*** Trecho do documento

Cientistas internacionais emitiram um novo alerta climático após indicativos de que o fenômeno El Niño pode retornar com força nos próximos meses e transformar 2027 no ano mais quente já registrado no planeta. O aviso foi divulgado pelo Copernicus Climate Change Service, considerado uma das principais referências mundiais em observação climática.
Segundo a climatologista Samantha Burgess, existe grande possibilidade de que 2027 ultrapasse 2024 no ranking global de temperaturas extremas. A especialista destacou que o aquecimento dos oceanos continua acelerado e pode atingir novos recordes históricos já nos próximos meses, aumentando a preocupação entre pesquisadores do clima.

O El Niño ocorre devido ao aquecimento anormal das águas do Oceano Pacífico Equatorial e costuma provocar impactos climáticos em várias regiões do planeta. Entre os principais efeitos estão ondas de calor, secas severas, enchentes, tempestades intensas e mudanças bruscas nos regimes de chuva. Os especialistas alertam que o cenário atual apresenta semelhanças com outros episódios extremos registrados nas últimas décadas.

******
*** Trecho dos dados

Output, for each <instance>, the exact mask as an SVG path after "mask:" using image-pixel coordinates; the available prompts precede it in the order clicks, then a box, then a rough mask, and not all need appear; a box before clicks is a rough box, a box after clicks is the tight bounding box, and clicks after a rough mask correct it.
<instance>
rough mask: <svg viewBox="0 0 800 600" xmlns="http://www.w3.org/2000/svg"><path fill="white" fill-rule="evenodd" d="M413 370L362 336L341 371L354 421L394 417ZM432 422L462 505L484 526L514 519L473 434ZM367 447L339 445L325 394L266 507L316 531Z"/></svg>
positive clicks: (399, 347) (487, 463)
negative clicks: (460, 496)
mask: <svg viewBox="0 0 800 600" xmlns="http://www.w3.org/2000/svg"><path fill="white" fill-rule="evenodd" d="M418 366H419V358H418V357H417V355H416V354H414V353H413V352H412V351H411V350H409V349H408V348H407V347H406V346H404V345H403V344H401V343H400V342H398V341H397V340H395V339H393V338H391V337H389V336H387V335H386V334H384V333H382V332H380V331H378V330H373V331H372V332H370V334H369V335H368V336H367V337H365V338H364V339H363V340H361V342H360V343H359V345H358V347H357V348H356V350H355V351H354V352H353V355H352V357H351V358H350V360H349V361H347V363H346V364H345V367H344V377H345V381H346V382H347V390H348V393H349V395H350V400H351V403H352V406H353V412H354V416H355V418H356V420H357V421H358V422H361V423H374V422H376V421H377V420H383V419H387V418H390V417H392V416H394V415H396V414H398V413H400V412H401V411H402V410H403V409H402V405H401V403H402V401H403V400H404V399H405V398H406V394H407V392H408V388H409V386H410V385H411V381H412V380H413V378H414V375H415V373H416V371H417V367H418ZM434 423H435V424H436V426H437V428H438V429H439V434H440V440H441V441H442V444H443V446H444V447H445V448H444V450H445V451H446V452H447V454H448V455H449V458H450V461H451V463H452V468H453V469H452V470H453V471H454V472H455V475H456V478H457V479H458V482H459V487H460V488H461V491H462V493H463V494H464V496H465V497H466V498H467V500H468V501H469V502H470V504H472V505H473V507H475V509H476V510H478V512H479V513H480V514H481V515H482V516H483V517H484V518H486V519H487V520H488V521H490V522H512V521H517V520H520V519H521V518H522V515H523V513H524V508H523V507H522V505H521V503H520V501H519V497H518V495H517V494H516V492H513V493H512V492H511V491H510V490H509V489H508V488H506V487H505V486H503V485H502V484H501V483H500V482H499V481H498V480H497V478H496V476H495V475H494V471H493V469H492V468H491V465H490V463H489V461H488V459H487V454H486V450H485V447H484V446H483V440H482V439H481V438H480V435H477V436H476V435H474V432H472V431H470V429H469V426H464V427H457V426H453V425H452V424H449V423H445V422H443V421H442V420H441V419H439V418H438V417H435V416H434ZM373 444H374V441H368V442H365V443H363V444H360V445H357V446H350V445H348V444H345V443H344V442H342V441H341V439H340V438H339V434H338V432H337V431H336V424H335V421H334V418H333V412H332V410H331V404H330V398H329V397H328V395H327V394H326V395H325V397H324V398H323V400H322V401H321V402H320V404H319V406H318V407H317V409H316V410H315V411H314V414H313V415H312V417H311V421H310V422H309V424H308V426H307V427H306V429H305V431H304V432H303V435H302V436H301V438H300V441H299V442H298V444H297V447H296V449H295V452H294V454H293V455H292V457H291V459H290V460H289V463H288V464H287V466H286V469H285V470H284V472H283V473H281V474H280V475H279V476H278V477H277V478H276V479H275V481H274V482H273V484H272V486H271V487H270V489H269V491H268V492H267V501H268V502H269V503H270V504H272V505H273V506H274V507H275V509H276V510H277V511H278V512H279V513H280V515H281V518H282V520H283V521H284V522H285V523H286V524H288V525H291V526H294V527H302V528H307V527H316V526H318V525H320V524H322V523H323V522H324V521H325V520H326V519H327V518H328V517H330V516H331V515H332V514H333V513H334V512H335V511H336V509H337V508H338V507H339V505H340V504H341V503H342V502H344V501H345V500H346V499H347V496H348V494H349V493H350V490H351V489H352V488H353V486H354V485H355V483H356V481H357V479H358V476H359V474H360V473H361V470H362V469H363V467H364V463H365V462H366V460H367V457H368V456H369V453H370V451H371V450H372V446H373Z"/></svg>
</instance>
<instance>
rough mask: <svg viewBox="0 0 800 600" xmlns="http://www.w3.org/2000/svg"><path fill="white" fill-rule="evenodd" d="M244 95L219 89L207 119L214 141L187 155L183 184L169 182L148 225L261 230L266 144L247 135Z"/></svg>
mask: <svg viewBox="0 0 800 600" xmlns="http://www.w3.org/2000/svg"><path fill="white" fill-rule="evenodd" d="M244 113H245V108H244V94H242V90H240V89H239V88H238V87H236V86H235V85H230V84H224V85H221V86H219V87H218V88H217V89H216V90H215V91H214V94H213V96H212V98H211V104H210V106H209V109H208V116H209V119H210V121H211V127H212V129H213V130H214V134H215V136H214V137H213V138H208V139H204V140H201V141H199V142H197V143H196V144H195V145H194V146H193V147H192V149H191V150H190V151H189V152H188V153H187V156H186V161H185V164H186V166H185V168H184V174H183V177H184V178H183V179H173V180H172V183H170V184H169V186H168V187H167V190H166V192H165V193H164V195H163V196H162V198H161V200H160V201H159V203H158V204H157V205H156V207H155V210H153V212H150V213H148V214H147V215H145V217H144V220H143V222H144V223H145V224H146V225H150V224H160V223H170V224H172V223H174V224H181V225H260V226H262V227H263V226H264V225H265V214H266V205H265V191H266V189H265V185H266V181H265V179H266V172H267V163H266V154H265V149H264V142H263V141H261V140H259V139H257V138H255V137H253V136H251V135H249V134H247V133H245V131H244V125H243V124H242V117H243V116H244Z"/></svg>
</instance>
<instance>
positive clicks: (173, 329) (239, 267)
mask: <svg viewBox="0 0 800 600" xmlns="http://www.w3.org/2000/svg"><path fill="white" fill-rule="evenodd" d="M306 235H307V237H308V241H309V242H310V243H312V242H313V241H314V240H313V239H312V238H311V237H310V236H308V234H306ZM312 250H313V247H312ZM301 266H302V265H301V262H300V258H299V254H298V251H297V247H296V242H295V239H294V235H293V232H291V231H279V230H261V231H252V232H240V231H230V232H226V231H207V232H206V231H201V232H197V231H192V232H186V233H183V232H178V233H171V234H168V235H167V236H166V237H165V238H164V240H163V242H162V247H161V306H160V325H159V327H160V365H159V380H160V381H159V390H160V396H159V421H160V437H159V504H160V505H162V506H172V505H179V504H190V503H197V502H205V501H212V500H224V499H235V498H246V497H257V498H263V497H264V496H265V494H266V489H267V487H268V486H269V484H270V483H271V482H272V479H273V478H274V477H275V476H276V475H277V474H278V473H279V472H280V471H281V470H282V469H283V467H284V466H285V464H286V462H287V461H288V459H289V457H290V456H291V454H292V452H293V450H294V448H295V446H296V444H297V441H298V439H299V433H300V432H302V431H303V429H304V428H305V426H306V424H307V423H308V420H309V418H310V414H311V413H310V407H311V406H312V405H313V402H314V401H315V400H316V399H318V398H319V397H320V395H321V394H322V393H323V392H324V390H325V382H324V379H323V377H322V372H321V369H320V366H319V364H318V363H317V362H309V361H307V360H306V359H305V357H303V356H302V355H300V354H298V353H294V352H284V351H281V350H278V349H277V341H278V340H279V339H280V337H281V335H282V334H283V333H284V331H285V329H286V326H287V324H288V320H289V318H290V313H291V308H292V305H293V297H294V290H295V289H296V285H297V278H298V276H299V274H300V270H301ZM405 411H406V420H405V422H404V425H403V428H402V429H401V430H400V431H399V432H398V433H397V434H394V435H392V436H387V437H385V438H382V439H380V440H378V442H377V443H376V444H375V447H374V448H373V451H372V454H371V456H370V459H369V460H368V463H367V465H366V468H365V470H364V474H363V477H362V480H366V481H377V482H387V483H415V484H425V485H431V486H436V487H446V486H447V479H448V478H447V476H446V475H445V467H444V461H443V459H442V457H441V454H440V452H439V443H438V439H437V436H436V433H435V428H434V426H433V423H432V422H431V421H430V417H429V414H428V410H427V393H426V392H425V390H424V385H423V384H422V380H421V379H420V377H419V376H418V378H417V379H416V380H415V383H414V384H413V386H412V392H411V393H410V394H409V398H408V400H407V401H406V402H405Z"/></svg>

******

◆ Lista de exercícios ◆
[1] Repita o trecho do texto sobre o El Niño que começa nas palavras "Cientistas internacionais emitiram" e termina depois de "em observação climática.".
[2] De acordo com o texto sobre o El Niño, a que se deve a ocorrência desse fenômeno?
[3] Dê continuidade ao texto sobre o El Niño a partir do ponto em que ele termina.
Não é preciso usar os dados.

◆ Respostas por tarefa ◆
[1]
Cientistas internacionais emitiram um novo alerta climático após indicativos de que o fenômeno El Niño pode retornar com força nos próximos meses e transformar 2027 no ano mais quente já registrado no planeta. O aviso foi divulgado pelo Copernicus Climate Change Service, considerado uma das principais referências mundiais em observação climática.

[2] Ao aquecimento anormal das águas do Oceano Pacífico Equatorial.

[3]
Cientistas alertam para um ano de 2027 extremamente quente
A National Oceanic and Atmospheric Administration encerrou oficialmente o monitoramento da La Niña e colocou o El Niño em estado de observação, estimando 61% de chance de formação do fenômeno entre os meses de maio e julho de 2026. Meteorologistas também apontam aproximadamente 25% de probabilidade de ocorrência de um chamado “Super El Niño”, evento raro caracterizado por temperaturas do Pacífico pelo menos 2°C acima da média histórica.
Pesquisadores destacam que eventos de grande intensidade costumam provocar impactos severos na circulação atmosférica global, afetando desde a agricultura até temporadas de furacões. Países do Sudeste Asiático podem enfrentar secas prolongadas, enquanto regiões da costa oeste da América do Sul, como o Peru, correm risco elevado de enchentes e chuvas torrenciais. O aquecimento global, impulsionado pela emissão de gases de efeito estufa, aumenta ainda mais os riscos de eventos climáticos extremos nos próximos anos.